-- EXERCISE DETAILS --
Please give the commit summary below on concurrent index creation again in full, word for word.

-- READING TEXT --
Summary:
Concurrent index creation enforces state changes where clients cannot be
more than one state apart. The state is tracked by the catalog version,
and it is enforced by making sure all clients are at the catalog version
corresponding to the state change before moving on to the next state.
Problem is, the catalog version we wait on does not necessarily
correspond to the actual state change. The catalog version used for
waiting uses the local catalog version, which is just +1 of the previous
version. That is not accurate when other DDLs bump up the catalog
version simultaneously.
Fix with two parts:
1. wait on a proper catalog version: instead of using the local catalog
version, fetch the master's catalog version after the previous state
change commit, then wait on that version. The downside is that there
is a time window between commit and fetching of master's catalog
version such that we may end up waiting on a later version than
necessary, but I didn't find an easy way to get the actual version
corresponding to the commit, especially considering issue #5030.
1. avoid waiting on the backend that is running the CREATE INDEX: since
we are now possibly waiting on catalog versions that are beyond the
version that the CREATE INDEX is at, it becomes necessary to
whitelist the backend running CREATE INDEX from being taken into
consideration during the wait on backends catalog version request.
This involves a lot of plumbing to send down that information. The
info to identify the backend is the tserver UUID and backend PID.
Some considerations:
- setting the local catalog version to +1 is an existing optimization
that should be reconsidered. If a concurrent DDL happened such that
the actual catalog version is higher, this backend may pass breaking
catalog version checks even if it doesn't deserve to. Do not deal
with this issue in this commit. Filed #25068.

[Rows from an object pointing dataset]
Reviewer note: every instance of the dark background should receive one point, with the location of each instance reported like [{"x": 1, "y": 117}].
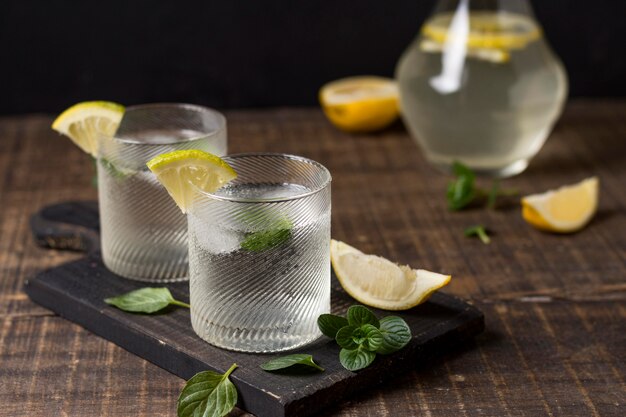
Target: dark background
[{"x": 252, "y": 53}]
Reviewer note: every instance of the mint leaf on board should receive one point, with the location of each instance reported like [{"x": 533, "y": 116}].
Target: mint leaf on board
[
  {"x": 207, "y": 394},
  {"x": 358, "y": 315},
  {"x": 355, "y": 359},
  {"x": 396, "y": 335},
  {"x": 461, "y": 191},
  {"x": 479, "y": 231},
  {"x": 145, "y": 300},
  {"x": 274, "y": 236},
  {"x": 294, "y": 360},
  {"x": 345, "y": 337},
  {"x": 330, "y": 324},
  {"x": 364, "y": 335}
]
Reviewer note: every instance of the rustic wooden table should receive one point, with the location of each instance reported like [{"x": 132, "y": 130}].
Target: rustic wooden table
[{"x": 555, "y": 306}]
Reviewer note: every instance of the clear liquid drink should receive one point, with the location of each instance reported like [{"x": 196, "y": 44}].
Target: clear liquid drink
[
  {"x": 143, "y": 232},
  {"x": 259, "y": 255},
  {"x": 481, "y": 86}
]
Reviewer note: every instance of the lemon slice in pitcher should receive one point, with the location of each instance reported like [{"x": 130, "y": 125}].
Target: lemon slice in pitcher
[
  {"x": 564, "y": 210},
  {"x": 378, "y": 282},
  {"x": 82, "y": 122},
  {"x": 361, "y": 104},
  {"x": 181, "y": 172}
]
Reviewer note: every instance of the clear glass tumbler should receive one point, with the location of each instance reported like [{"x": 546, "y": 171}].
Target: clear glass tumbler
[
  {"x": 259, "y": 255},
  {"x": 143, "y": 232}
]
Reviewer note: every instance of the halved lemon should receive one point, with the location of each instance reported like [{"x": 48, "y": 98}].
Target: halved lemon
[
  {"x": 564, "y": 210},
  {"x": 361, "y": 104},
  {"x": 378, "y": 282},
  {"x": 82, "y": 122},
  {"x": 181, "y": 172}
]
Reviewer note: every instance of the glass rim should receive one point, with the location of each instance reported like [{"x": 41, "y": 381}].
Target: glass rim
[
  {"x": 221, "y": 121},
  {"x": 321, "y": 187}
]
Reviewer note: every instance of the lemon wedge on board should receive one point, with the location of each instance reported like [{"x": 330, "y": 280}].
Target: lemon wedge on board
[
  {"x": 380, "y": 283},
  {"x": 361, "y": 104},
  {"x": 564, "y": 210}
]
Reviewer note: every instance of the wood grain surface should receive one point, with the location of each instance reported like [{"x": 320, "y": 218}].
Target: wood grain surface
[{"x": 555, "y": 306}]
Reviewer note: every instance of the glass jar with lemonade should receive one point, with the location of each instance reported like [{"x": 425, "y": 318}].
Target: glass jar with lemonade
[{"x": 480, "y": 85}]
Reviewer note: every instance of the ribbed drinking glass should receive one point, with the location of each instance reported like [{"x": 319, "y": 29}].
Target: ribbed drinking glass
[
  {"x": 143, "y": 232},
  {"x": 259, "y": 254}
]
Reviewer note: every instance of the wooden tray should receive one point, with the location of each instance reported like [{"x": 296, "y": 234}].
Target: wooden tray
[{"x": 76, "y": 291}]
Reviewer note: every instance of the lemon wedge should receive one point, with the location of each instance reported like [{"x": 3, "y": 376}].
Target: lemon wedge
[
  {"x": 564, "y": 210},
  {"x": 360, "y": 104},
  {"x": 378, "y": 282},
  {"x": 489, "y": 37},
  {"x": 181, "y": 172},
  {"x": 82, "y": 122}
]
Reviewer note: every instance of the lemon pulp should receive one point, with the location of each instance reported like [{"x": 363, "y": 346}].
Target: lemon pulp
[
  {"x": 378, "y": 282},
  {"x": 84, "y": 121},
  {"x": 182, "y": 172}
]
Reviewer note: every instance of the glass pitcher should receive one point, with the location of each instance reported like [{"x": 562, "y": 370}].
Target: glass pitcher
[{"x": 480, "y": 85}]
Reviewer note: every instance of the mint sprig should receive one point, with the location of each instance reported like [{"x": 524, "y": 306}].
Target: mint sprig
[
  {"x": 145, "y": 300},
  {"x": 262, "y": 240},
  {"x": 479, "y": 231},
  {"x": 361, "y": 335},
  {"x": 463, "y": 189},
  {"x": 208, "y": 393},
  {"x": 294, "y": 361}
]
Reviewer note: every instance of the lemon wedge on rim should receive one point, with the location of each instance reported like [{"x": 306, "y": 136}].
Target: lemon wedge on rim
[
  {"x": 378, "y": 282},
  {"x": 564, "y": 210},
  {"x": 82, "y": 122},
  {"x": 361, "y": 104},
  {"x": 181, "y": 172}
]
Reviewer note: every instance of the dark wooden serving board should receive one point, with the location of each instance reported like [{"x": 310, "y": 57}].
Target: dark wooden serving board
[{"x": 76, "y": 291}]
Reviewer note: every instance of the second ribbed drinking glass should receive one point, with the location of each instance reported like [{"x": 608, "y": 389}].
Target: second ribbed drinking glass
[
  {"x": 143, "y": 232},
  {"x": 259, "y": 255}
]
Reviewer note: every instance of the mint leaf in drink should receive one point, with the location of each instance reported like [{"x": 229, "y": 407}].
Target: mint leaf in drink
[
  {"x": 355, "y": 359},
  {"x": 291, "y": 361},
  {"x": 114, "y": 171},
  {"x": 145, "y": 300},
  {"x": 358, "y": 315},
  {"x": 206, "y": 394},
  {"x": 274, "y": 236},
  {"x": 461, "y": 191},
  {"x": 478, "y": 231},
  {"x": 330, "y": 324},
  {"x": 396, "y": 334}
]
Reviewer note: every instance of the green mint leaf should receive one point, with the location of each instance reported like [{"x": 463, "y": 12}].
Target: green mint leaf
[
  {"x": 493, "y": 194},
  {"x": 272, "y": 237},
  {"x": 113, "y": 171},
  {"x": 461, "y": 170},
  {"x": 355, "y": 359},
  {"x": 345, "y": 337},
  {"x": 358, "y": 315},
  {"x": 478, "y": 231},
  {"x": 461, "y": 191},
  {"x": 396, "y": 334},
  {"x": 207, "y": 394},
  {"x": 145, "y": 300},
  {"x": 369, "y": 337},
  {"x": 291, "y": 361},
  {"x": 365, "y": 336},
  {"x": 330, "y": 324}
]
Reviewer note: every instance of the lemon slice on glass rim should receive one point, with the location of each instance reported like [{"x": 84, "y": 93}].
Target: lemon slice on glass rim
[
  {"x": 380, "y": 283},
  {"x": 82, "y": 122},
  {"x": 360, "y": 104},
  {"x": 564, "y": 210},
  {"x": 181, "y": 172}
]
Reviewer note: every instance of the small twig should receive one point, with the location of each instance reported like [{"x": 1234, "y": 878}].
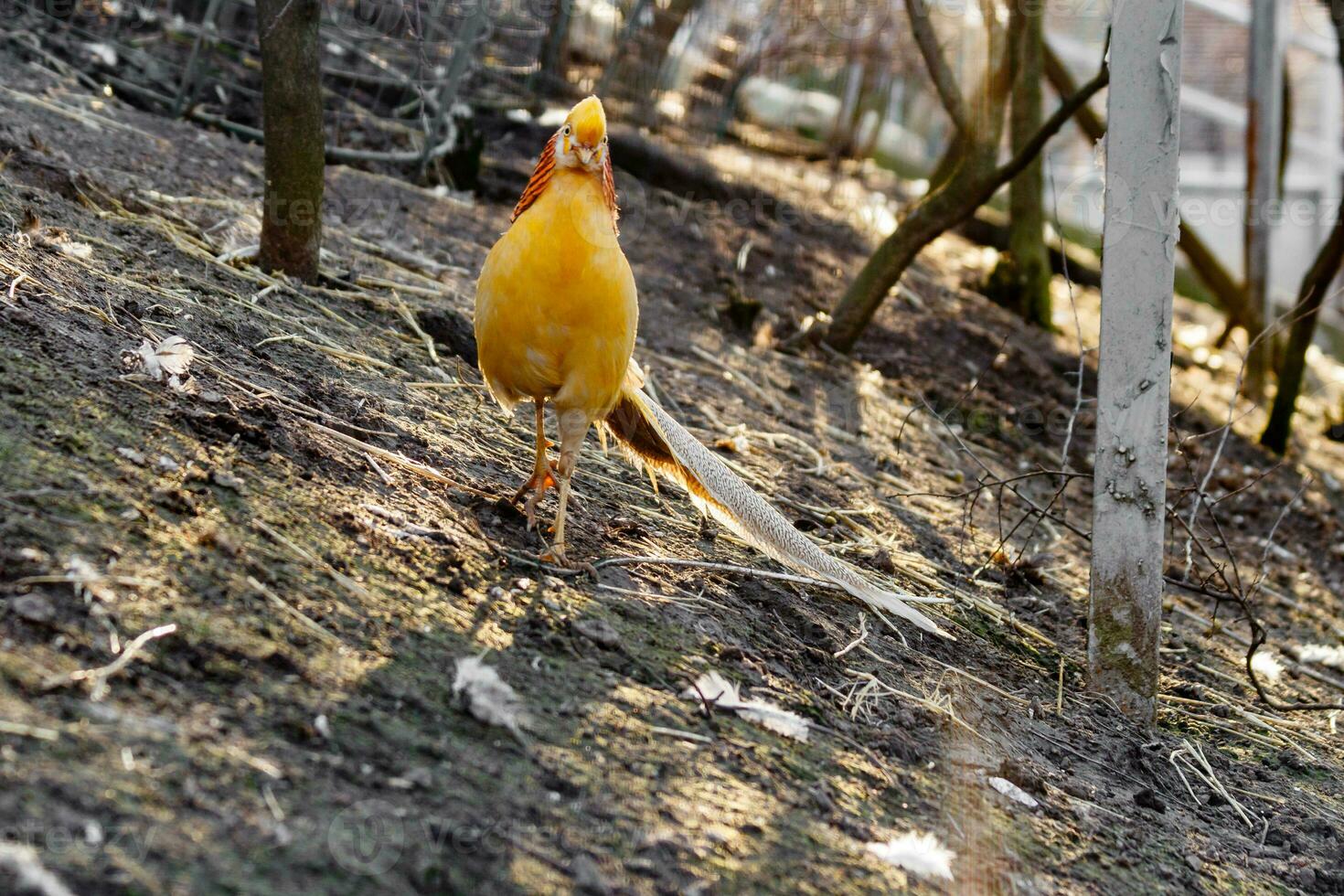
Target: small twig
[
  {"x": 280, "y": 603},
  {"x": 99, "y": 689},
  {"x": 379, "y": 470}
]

-- THE RESPONSE --
Summary:
Concurrent index creation enforces state changes where clients cannot be
more than one state apart. The state is tracked by the catalog version,
and it is enforced by making sure all clients are at the catalog version
corresponding to the state change before moving on to the next state.
Problem is, the catalog version we wait on does not necessarily
correspond to the actual state change. The catalog version used for
waiting uses the local catalog version, which is just +1 of the previous
version. That is not accurate when other DDLs bump up the catalog
version simultaneously.
Fix with two parts:
1. wait on a proper catalog version: instead of using the local catalog
version, fetch the master's catalog version after the previous state
change commit, then wait on that version. The downside is that there
is a time window between commit and fetching of master's catalog
version such that we may end up waiting on a later version than
necessary, but I didn't find an easy way to get the actual version
corresponding to the commit, especially considering issue #5030.
1. avoid waiting on the backend that is running the CREATE INDEX: since
we are now possibly waiting on catalog versions that are beyond the
version that the CREATE INDEX is at, it becomes necessary to
whitelist the backend running CREATE INDEX from being taken into
consideration during the wait on backends catalog version request.
This involves a lot of plumbing to send down that information. The
info to identify the backend is the tserver UUID and backend PID.
Some considerations:
- setting the local catalog version to +1 is an existing optimization
that should be reconsidered. If a concurrent DDL happened such that
the actual catalog version is higher, this backend may pass breaking
catalog version checks even if it doesn't deserve to. Do not deal
with this issue in this commit. Filed #25068.